▶ [Brief 1] In the fetal development text, which two substances does the hypothalamic-neurohypophysial system secrete?
▶ [Brief 2] Please rewrite the fetal development text from "Fetal development affects" to "stage of life.", renaming "dipsogens" as "thirst-inducing agents".

▶ [Study text]
▼▼▼
Fetal development affects an individual’s health in later life, so it is imperative that the uterine environment be optimal for proper fetal development.
Hormonal, renal, and behavioral control of body fluids function to some extent in utero. Hormonal mechanisms including the renin-angiotensin system, aldosterone, and vasopressin are involved in modification of fetal renal excretion, reabsorption of sodium and water, and regulation of vascular volume. In utero behavioral changes, such as fetal swallowing, have been suggested to function early in development in response to dipsogens. Since diseases such as hypertension can be traced to fetal origin, it is important to understand the development of fetal regulatory mechanisms for body fluid homeostasis in this early stage of life.
The hypothalamic-neurohypophysial system plays a fundamental role in the maintenance of body fluid homeostasis by secreting arginine vasopressin (AVP) and oxytocin (OT) in response to a variety of signals, including osmotic and non-osmotic stimuli. It is well-established that central cholinergic mechanisms are critical in the regulation of cardiovascular responses and maintenance of body fluid homeostasis in adults. Recent research has demonstrated that intracerebroventricular (i.c.v.) injection of carbachol elicited an increase of blood pressure in near-term ovine fetuses. However, in utero development of brain cholinergic mechanisms in the regulation of the hypothalamic neuropeptides is largely unknown. Further research indicates that the central cholinergic mechanism is established and functional in regulation of the hypothalamic neuropeptides during the final trimester of pregnancy. This provides evidence for a functional link between the development of central cholinergic mechanisms and hypothalamic neuropeptide systems in the fetus.
▲▲▲
▶ [Excerpted data]
▼▼▼
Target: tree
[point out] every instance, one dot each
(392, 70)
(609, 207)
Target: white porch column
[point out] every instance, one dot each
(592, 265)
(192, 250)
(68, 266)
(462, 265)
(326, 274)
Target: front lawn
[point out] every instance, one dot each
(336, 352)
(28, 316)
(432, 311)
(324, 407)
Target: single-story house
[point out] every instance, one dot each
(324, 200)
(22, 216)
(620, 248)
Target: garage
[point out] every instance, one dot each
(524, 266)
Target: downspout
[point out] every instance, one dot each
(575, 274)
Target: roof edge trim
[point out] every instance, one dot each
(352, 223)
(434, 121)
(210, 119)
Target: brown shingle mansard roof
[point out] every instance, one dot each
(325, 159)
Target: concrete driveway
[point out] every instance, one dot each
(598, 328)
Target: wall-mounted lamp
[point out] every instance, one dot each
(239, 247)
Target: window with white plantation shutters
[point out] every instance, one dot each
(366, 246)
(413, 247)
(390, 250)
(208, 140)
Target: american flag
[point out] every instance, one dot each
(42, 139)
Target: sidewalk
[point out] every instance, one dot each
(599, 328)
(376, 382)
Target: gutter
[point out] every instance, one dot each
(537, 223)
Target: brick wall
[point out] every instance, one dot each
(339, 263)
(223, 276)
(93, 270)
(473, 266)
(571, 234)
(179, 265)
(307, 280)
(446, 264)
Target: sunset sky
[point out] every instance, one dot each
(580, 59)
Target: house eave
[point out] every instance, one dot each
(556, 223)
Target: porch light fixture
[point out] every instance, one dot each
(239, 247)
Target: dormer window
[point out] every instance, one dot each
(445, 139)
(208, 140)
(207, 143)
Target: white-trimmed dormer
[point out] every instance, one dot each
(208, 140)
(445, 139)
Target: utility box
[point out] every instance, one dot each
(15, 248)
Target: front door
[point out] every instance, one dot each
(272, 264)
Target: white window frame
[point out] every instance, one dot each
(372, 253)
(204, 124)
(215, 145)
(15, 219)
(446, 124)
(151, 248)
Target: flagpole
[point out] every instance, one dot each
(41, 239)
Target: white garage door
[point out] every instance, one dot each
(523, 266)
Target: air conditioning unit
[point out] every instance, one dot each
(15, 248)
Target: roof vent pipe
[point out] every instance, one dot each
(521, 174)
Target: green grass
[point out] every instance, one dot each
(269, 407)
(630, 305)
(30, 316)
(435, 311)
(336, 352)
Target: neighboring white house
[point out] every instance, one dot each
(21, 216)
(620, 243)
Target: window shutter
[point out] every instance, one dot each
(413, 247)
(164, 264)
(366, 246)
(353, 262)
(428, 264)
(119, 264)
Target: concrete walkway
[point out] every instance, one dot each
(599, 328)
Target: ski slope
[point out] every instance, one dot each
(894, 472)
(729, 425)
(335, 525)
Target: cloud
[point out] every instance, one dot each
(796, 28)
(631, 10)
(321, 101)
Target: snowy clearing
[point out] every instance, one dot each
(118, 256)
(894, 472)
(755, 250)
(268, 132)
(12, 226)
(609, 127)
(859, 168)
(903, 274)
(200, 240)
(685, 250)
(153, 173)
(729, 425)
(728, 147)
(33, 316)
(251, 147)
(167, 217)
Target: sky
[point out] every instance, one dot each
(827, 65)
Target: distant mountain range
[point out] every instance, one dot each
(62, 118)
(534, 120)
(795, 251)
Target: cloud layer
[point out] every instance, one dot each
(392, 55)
▲▲▲
▶ [Written reply 1] Arginine vasopressin (AVP) and oxytocin (OT).

▶ [Written reply 2]
Fetal development affects an individual’s health in later life, so it is imperative that the uterine environment be optimal for proper fetal development.
Hormonal, renal, and behavioral control of body fluids function to some extent in utero. Hormonal mechanisms including the renin-angiotensin system, aldosterone, and vasopressin are involved in modification of fetal renal excretion, reabsorption of sodium and water, and regulation of vascular volume. In utero behavioral changes, such as fetal swallowing, have been suggested to function early in development in response to thirst-inducing agents. Since diseases such as hypertension can be traced to fetal origin, it is important to understand the development of fetal regulatory mechanisms for body fluid homeostasis in this early stage of life.